PROBLEM REQUIREMENTS:
Reproduce the listing below verbatim.

INPUT FOR THIS TASK:
**********
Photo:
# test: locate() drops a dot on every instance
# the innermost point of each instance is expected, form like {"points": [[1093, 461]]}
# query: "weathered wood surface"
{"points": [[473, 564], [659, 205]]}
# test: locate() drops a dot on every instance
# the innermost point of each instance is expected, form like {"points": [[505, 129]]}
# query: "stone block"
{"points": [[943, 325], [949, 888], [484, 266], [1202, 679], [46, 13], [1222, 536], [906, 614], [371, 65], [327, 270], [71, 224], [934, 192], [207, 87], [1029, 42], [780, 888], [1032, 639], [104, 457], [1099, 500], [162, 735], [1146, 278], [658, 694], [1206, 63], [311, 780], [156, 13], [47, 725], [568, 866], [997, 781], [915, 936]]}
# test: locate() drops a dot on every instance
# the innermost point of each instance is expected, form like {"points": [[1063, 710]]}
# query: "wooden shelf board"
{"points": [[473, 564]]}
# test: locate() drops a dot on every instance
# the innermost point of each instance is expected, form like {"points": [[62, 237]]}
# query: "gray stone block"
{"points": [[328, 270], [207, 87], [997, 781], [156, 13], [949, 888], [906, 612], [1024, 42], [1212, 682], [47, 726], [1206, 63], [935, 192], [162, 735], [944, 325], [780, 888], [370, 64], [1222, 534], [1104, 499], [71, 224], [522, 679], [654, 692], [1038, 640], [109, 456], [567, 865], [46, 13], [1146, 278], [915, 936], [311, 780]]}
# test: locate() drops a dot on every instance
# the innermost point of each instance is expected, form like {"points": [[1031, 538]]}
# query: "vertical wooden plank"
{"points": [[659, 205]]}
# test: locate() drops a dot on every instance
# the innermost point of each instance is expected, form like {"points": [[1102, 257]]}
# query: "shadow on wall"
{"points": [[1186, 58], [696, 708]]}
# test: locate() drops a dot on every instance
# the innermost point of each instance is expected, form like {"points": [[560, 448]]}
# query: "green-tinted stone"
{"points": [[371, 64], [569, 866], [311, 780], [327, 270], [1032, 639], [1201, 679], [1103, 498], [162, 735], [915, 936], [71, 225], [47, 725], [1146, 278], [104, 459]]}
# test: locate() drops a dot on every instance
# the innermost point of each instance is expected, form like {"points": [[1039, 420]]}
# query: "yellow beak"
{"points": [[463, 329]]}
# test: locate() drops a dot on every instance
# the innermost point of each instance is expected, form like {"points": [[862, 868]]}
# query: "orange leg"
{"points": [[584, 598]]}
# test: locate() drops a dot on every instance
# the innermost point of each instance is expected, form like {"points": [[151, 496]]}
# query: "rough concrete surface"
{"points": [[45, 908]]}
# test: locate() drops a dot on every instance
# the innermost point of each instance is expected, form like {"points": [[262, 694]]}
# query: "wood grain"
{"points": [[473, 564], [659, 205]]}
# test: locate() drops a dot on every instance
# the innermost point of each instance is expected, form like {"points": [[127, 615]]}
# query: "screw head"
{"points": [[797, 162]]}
**********
ANSWER TO THE EXERCISE:
Photo:
# test: locate() drops a dot on every instance
# the innermost point of each instance is expected, form like {"points": [[1093, 461]]}
# query: "weathered wood surface"
{"points": [[473, 564], [659, 205]]}
# test: locate() drops a dot on every instance
# the innermost point of each instance is expected, form like {"points": [[505, 129]]}
# query: "stone block"
{"points": [[943, 325], [949, 888], [484, 266], [1202, 679], [46, 13], [1222, 536], [906, 614], [371, 65], [327, 270], [71, 224], [934, 192], [207, 87], [1029, 42], [780, 888], [1032, 639], [104, 457], [1099, 500], [162, 735], [1146, 278], [658, 694], [1206, 63], [311, 780], [156, 13], [47, 725], [568, 866], [997, 781], [915, 936]]}
# test: locate() drops a dot on every instance
# the innermost point of each instance is expected, form like {"points": [[1063, 710]]}
# query: "wooden shelf board"
{"points": [[473, 564]]}
# test: locate() drops a dot on every instance
# the innermost point of each instance is expected, form like {"points": [[62, 237]]}
# query: "gray stone block"
{"points": [[328, 270], [207, 87], [997, 781], [156, 13], [949, 888], [906, 612], [1024, 42], [1212, 682], [47, 726], [1206, 63], [935, 192], [162, 735], [944, 325], [780, 888], [370, 64], [1222, 534], [1104, 499], [71, 224], [522, 679], [654, 692], [1038, 640], [109, 456], [567, 865], [46, 13], [1146, 278], [915, 936], [311, 780]]}
# test: locate() drops a dot on every instance
# the innermost point of each instance is expected, form like {"points": [[1031, 538]]}
# query: "vertical wooden plank"
{"points": [[659, 205]]}
# test: locate() drops a dot on every instance
# the innermost point of each instance is expected, form like {"points": [[1102, 257]]}
# query: "shadow on wall"
{"points": [[1186, 58], [696, 708]]}
# test: locate() drops a dot on every instance
# the innermost point of each instance is expected, form like {"points": [[560, 448]]}
# query: "green-tinted stone"
{"points": [[371, 64], [569, 866], [311, 780], [327, 270], [1032, 639], [1201, 679], [1103, 498], [162, 735], [915, 936], [71, 225], [47, 725], [1146, 278], [104, 459]]}
# test: locate() drops a dot on every instance
# the innermost point of each instance is expected, form like {"points": [[1039, 420]]}
# query: "yellow beak"
{"points": [[463, 329]]}
# test: locate() drops a dot on every instance
# the innermost point of each instance is expected, form like {"points": [[862, 868]]}
# query: "orange leg"
{"points": [[584, 598]]}
# test: locate() drops a dot on every instance
# the innermost point of each instance is expected, form like {"points": [[151, 496]]}
# query: "rough concrete surface"
{"points": [[45, 908]]}
# test: locate() drops a dot on every instance
# the innermost point of each instance is expected, form like {"points": [[262, 694]]}
# query: "wood grain"
{"points": [[473, 564], [659, 205]]}
# test: locate() drops a dot on every instance
# the innermost point of each instance is expected, form like {"points": [[127, 615]]}
# query: "screw head"
{"points": [[797, 162]]}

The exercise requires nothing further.